>>>>>

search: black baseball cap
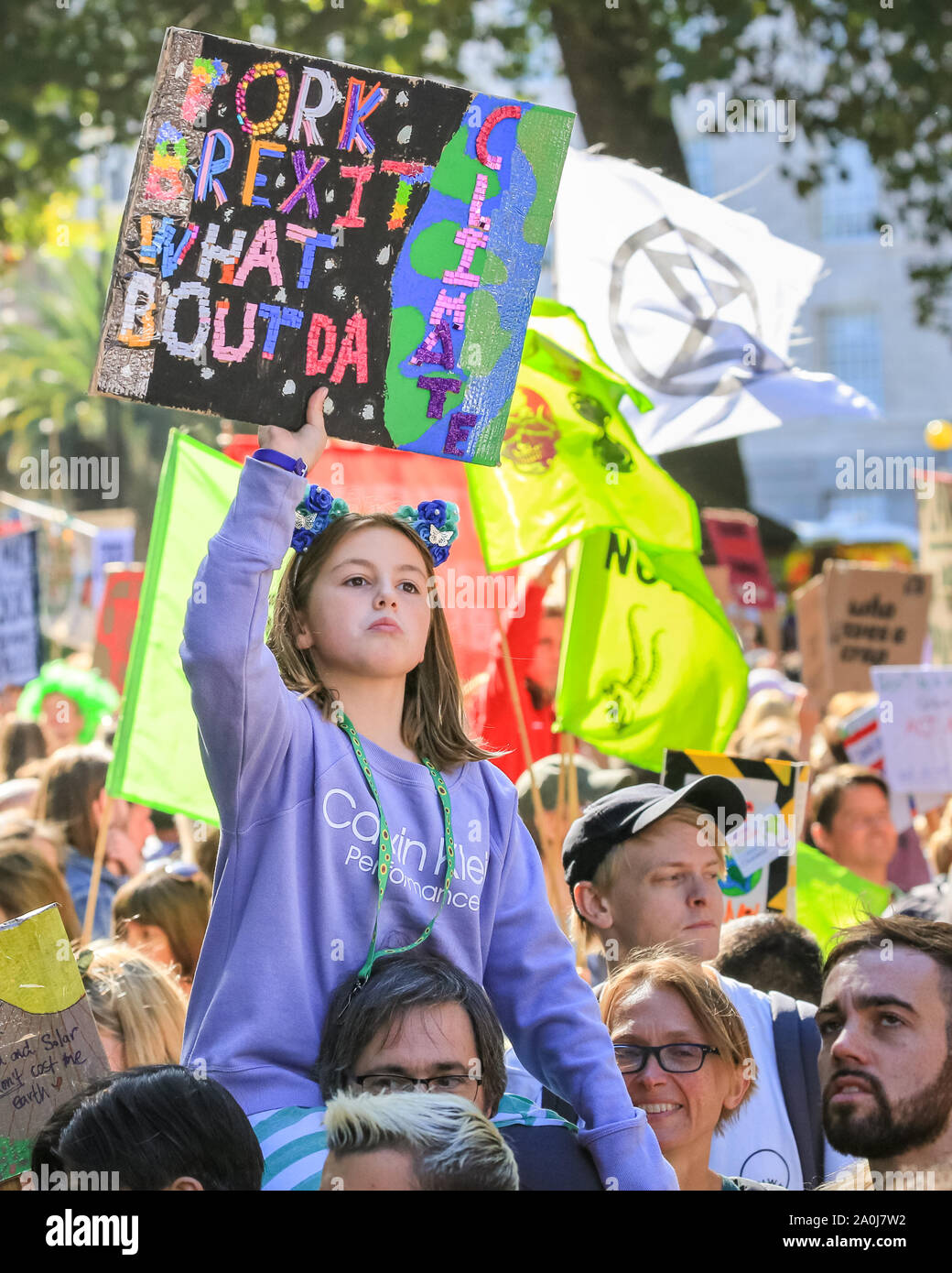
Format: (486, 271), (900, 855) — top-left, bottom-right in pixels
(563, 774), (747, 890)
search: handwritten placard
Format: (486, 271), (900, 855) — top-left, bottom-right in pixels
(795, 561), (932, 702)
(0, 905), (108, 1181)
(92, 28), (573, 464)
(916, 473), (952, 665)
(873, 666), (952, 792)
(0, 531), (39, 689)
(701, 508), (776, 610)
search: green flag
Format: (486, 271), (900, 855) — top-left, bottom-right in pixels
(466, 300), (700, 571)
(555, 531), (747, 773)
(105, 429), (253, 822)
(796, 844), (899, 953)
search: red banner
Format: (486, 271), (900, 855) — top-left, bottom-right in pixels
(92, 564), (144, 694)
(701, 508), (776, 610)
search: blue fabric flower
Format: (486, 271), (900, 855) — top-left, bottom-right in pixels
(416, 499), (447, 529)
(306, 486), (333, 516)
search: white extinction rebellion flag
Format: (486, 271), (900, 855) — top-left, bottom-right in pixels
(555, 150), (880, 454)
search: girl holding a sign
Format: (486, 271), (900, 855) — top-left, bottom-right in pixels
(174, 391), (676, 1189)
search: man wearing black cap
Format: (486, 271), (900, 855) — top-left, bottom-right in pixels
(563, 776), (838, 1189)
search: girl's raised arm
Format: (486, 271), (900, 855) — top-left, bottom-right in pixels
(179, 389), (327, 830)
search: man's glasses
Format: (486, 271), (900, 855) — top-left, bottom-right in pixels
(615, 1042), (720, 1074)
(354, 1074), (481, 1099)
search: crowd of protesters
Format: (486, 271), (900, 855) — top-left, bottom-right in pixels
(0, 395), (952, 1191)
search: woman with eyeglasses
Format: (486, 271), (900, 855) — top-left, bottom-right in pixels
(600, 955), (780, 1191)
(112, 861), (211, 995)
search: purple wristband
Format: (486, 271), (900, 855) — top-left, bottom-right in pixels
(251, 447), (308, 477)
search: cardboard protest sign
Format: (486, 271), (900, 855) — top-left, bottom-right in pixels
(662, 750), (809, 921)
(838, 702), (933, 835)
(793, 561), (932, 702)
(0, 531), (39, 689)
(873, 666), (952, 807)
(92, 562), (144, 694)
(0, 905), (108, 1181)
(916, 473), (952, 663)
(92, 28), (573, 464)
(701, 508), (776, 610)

<<<<<

| Exercise aim |
Reproduce all of the data above line for line, leaving out the pictures.

| Response below |
search: black baseball cap
Format: (486, 271), (900, 855) — top-left, bottom-right in pixels
(563, 774), (747, 890)
search: handwritten placard
Format: (486, 271), (900, 855) — top-left, bottom-right in pixels
(795, 561), (932, 702)
(0, 905), (108, 1181)
(92, 28), (573, 464)
(916, 473), (952, 665)
(873, 666), (952, 792)
(0, 531), (39, 689)
(701, 508), (776, 610)
search: green flag
Format: (486, 271), (900, 855) — top-left, bottom-right in pixels
(466, 300), (700, 571)
(555, 531), (747, 773)
(105, 429), (253, 822)
(796, 844), (899, 953)
search: red banner
Format: (486, 271), (900, 855) — top-left, bottom-right in pixels
(92, 564), (144, 694)
(701, 508), (776, 610)
search: blue fabric flower
Format: (486, 271), (900, 855) — top-left, bottom-right in pixels
(416, 499), (447, 529)
(306, 486), (333, 516)
search: white extinction rebellion flag
Format: (486, 271), (900, 855) — top-left, bottom-right in pixels
(555, 150), (880, 454)
search: girl holding a sign
Format: (486, 271), (900, 855) — top-left, bottom-right in pixels
(174, 391), (676, 1189)
search: man wearing black cap
Format: (486, 271), (900, 855) — top-left, bottom-right in pixels
(563, 776), (838, 1189)
search: girl's raised arm
Format: (486, 271), (900, 855) — top-left, bottom-right in pixels
(179, 389), (327, 830)
search: man's glasses
Format: (486, 271), (900, 855) — top-left, bottom-right in pixels
(615, 1042), (720, 1074)
(354, 1074), (481, 1099)
search: crowd of protesters
Format: (486, 271), (900, 855) — top-left, bottom-right in pixels
(0, 395), (952, 1191)
search: woman with eyeglasses
Format: (486, 271), (900, 855) — top-left, bottom-right in pixels
(600, 955), (780, 1191)
(112, 861), (211, 995)
search: purple wristband
Format: (486, 271), (900, 855) — top-left, bottom-right in pixels
(251, 447), (308, 477)
search: cardboard protest sign
Format: (486, 271), (900, 855) — top-left, bottom-right in pixels
(662, 750), (809, 921)
(838, 702), (933, 835)
(793, 561), (932, 702)
(0, 531), (39, 689)
(873, 666), (952, 807)
(92, 562), (144, 694)
(0, 905), (108, 1181)
(916, 473), (952, 663)
(92, 28), (573, 464)
(701, 508), (776, 610)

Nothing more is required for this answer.